Ruf introduced the model in Autumn 2004 at the Essen Motor Show as the first of their offerings built on Porsche's then new 997 platform. A twin-turbocharged 3.6-litre flat-six engine based on the previous 996 Turbo's engine is rated between 530 and 560 PS options while the bored-out to 102 mm and destroked to 76.4 mm for a total displacement of 3746 cc. The engine is rated at 685 PS at 7,000 rpm and 880 Nm at 4,000 rpm on "S" trim; or 730 PS at 7,000 rpm and 940 Nm at 3,500 rpm on "R" trim. Modifications include replacement of the VTG turbochargers with KKK units, a cast alloy intake manifold, gas-flowed cylinder heads, larger throttle bodies, and 102 mm Mahle pistons with custom built camshafts. The turbochargers have a boost of 1.3 bar. The engine has a redline of 7,500 rpm.

• EXTRACTED MATERIAL
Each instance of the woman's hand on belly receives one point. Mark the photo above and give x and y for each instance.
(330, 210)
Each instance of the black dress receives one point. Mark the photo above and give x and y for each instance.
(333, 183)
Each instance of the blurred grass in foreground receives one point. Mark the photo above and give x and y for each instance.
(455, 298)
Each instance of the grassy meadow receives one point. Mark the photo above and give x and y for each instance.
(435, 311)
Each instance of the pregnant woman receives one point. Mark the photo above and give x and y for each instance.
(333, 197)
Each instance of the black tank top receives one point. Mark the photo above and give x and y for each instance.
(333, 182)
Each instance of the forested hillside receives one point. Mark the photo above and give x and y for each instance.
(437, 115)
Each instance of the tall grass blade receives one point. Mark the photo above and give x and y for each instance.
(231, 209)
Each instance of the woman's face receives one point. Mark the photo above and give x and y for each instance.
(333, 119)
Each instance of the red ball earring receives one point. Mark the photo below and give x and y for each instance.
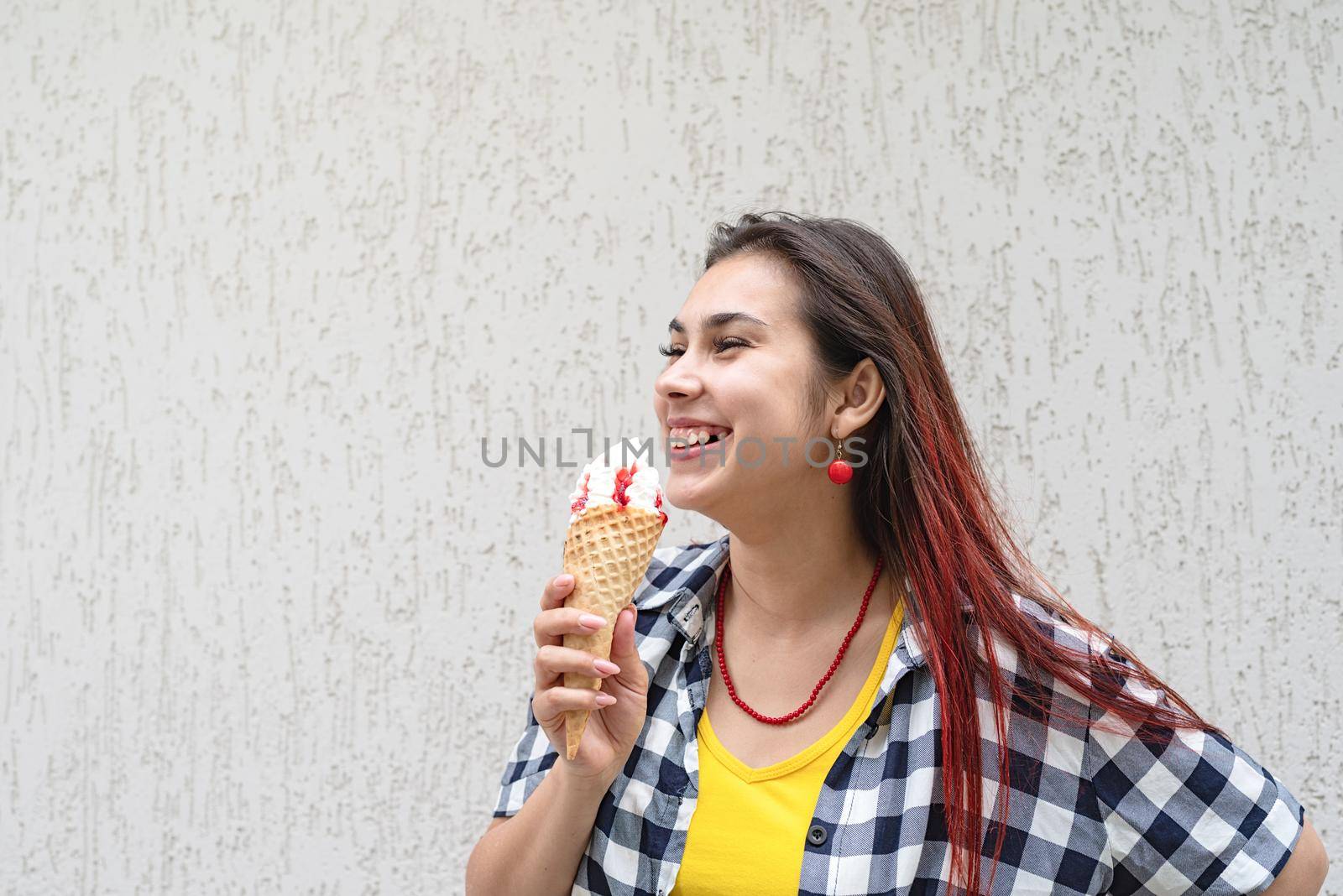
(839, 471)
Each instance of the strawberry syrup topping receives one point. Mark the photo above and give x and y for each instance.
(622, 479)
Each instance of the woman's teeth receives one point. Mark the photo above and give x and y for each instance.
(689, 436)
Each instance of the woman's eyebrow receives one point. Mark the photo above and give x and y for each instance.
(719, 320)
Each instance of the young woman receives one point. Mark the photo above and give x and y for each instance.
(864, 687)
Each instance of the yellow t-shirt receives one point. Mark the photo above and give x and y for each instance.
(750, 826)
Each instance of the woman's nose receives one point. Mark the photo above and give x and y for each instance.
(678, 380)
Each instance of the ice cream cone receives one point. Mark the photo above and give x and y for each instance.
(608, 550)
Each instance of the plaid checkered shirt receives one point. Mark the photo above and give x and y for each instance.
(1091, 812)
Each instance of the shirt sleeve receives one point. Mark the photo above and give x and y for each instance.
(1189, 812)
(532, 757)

==

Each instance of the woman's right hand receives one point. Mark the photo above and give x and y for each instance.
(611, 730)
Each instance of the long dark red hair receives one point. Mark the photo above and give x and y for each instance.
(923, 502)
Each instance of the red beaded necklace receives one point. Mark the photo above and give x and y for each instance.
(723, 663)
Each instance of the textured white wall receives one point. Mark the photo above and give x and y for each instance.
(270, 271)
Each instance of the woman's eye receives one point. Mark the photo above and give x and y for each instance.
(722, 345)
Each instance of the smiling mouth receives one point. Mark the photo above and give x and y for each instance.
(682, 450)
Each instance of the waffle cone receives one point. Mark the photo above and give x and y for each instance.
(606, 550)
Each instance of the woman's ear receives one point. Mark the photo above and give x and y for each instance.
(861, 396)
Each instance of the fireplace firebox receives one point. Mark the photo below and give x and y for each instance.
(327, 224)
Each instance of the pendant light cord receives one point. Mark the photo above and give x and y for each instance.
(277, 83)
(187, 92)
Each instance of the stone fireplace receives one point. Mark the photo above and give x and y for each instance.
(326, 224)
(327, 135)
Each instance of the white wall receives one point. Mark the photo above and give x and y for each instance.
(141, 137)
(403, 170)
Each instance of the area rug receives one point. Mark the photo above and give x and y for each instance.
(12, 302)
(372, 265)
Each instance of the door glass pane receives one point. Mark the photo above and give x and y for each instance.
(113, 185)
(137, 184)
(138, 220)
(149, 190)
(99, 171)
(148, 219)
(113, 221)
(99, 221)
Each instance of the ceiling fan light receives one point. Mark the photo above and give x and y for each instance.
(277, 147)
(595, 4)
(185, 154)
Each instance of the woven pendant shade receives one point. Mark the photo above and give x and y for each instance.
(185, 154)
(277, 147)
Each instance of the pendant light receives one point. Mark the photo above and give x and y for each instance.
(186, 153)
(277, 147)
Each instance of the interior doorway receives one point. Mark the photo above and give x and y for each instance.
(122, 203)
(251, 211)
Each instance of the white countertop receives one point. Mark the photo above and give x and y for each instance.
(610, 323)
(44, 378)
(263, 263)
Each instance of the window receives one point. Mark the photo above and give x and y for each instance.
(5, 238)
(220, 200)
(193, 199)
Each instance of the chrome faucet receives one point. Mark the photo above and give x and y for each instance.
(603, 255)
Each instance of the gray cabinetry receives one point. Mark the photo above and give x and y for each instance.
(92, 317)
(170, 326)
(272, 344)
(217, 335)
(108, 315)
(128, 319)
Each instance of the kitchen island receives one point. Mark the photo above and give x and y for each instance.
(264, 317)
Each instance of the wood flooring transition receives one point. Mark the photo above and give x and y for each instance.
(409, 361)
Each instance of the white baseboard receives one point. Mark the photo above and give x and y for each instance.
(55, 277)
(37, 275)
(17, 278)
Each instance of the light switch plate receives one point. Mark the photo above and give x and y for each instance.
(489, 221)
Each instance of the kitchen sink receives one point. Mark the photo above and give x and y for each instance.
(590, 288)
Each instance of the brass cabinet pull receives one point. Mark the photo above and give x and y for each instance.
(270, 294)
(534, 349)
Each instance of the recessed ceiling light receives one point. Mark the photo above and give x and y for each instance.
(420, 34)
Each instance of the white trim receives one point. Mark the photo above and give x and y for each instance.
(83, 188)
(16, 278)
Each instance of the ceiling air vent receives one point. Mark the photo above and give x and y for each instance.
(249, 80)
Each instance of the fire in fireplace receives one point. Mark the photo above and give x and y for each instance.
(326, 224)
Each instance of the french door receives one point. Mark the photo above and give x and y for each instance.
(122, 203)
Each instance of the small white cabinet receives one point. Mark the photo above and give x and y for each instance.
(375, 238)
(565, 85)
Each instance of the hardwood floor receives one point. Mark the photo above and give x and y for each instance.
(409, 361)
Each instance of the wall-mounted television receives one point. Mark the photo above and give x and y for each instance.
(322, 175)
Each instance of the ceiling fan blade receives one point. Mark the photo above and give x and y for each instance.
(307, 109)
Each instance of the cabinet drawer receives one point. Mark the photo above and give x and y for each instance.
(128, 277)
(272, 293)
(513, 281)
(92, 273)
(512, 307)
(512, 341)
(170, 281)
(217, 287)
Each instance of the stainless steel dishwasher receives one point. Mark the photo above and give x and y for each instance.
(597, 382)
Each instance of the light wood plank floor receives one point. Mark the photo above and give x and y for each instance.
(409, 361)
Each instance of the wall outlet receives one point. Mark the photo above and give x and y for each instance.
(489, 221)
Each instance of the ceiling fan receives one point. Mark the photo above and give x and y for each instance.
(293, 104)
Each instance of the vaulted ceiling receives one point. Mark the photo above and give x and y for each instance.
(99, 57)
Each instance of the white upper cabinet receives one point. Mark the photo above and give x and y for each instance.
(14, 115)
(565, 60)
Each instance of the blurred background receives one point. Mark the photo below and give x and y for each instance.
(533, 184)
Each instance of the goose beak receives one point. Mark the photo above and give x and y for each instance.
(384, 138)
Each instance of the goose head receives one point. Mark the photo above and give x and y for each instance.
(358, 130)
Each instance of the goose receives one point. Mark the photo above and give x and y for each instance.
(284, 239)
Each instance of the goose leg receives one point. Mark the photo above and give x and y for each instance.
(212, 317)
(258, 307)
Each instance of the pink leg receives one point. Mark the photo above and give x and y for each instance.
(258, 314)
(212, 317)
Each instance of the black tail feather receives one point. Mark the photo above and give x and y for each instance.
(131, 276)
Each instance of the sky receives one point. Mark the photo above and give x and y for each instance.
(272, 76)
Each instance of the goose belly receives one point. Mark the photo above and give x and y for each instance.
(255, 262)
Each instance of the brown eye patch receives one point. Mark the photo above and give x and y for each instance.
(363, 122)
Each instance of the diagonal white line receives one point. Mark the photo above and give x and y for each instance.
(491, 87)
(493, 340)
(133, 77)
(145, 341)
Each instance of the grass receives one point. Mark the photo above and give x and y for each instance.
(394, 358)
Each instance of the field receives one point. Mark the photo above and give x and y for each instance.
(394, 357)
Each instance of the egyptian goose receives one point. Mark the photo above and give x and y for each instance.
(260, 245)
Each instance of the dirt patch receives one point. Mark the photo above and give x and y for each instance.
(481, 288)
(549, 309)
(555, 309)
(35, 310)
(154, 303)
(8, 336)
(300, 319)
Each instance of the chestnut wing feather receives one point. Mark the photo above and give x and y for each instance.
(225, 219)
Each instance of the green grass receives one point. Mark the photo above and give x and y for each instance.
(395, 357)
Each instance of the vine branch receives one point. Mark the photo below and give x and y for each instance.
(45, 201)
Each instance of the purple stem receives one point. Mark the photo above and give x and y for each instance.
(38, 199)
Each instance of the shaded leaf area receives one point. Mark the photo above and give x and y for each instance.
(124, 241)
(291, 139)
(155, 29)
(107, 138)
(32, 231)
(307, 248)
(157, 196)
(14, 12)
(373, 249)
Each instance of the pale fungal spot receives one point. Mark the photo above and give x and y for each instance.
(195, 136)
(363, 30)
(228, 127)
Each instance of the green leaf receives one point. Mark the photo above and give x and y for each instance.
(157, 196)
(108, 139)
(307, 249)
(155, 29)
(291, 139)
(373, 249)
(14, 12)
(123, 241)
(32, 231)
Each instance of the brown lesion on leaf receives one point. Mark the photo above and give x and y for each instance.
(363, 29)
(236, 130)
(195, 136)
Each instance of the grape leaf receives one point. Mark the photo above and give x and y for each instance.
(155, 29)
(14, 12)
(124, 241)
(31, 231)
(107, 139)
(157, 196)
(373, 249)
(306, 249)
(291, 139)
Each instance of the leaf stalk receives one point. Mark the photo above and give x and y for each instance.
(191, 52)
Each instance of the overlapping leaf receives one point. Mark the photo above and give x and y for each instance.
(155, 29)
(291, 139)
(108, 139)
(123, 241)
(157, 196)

---

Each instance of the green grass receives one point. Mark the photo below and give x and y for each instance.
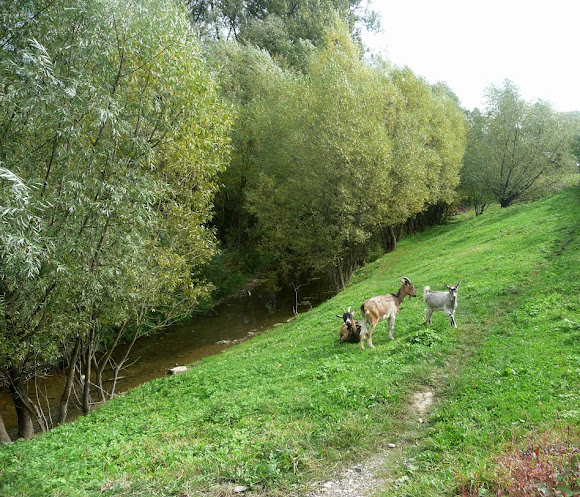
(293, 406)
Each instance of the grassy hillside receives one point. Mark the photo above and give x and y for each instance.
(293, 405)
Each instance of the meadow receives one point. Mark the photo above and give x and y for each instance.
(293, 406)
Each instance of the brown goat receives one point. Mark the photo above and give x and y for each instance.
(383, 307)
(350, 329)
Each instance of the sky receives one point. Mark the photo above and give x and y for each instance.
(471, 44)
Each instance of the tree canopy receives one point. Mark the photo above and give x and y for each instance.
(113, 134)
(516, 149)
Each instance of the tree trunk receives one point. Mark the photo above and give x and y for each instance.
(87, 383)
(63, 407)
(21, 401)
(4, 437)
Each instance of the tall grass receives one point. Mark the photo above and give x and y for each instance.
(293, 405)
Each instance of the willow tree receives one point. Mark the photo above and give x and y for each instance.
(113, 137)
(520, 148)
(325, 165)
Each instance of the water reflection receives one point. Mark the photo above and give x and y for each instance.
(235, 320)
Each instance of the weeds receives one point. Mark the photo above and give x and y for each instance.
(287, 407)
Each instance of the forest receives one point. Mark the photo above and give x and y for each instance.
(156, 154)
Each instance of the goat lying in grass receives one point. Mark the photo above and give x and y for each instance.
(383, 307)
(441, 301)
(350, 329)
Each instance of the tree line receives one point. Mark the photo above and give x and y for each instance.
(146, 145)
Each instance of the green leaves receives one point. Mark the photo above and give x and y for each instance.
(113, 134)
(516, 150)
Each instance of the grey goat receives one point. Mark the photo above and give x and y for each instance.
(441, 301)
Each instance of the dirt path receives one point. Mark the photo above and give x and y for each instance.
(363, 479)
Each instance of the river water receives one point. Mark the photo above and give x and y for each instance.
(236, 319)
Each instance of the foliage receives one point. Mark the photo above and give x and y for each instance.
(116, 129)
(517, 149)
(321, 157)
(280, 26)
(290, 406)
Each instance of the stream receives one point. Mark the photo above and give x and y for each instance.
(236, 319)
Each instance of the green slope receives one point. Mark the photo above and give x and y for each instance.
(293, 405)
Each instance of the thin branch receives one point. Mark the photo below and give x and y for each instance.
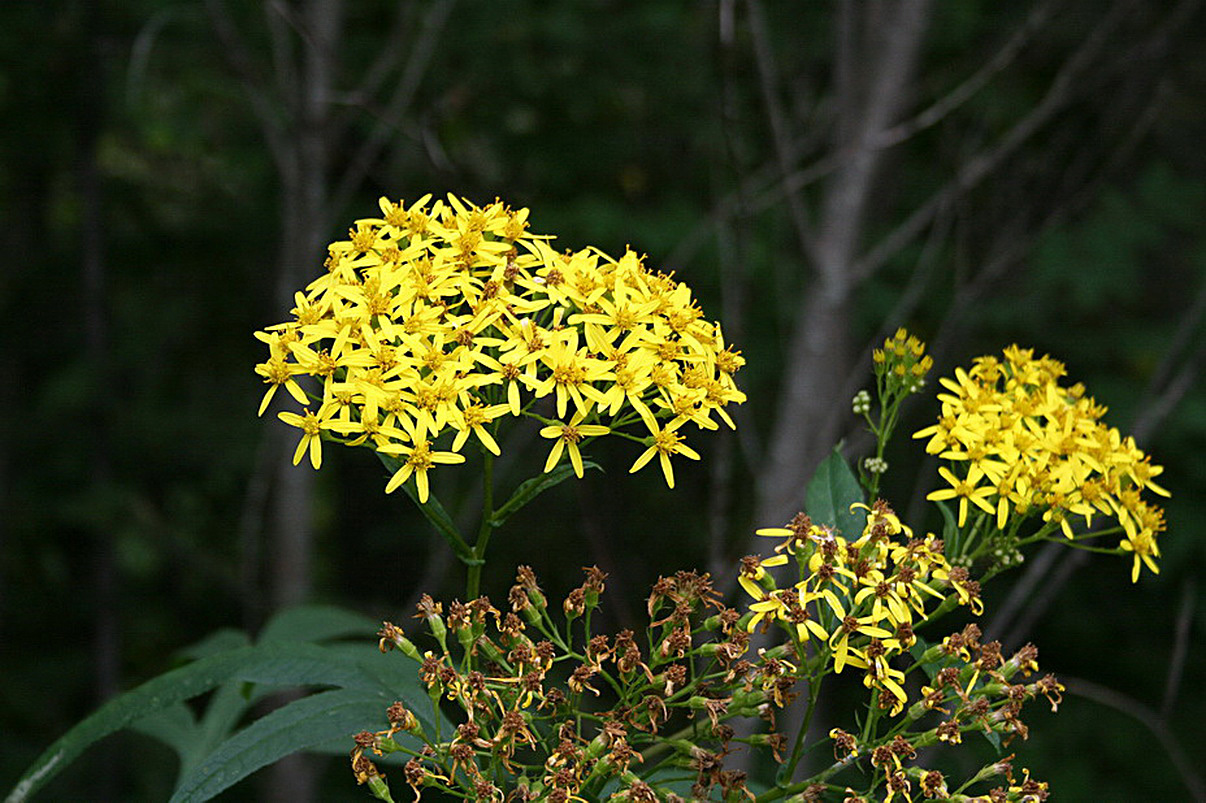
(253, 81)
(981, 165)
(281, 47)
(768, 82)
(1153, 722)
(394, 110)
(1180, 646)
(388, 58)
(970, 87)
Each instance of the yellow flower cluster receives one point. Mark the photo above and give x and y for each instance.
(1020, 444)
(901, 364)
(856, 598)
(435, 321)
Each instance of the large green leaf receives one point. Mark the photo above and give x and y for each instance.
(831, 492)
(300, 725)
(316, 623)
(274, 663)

• THINGS TO DO
1. Reproduce the passage about the Ruf model verbatim, beginning at the words "Ruf introduced the" and stopping after "of 7,500 rpm.".
2. Carry on with the passage about the Ruf model, starting after its last sentence.

• ANSWERS TO THE TASKS
1.
Ruf introduced the model in Autumn 2004 at the Essen Motor Show as the first of their offerings built on Porsche's then new 997 platform. A twin-turbocharged 3.6-litre flat-six engine based on the previous 996 Turbo's engine is rated between 530 and 560 PS options while the bored-out to 102 mm and destroked to 76.4 mm for a total displacement of 3746 cc. The engine is rated at 685 PS at 7,000 rpm and 880 Nm at 4,000 rpm on "S" trim; or 730 PS at 7,000 rpm and 940 Nm at 3,500 rpm on "R" trim. Modifications include replacement of the VTG turbochargers with KKK units, a cast alloy intake manifold, gas-flowed cylinder heads, larger throttle bodies, and 102 mm Mahle pistons with custom built camshafts. The turbochargers have a boost of 1.3 bar. The engine has a redline of 7,500 rpm.

2.
The Rt 12 features specially developed Ruf bodywork, giving the vehicle a unique appearance while functioning to increase downforce, improving high speed stability. Large cross-drilled brakes are included, although some debate has arisen as to how much of an upgrade the system provides over the factory-optional ceramic brakes (PCCB) that Porsche offers on "S" model 997s. Due to doubts over the PCCB system, Ruf chose not to opt them for the Rt12. In addition, Ruf replaced the factory "active" suspension system with a static system of their own design. A system with hydraulic control, developed together with Öhlins, which can raise ride-height in situations such as driveway entries is available as an option.
The Rt12 exterior is distinguished from the standard Porsche 997 Turbo by the air tunnels on the rear haunches supplying allegedly cooler air for the twin turbochargers than the lower tunnels in the Porsche.

In total, 13 cars were made. Rear-wheel-drive was available as an option. All but two customers have ordered their Ruf Rt 12 with AWD.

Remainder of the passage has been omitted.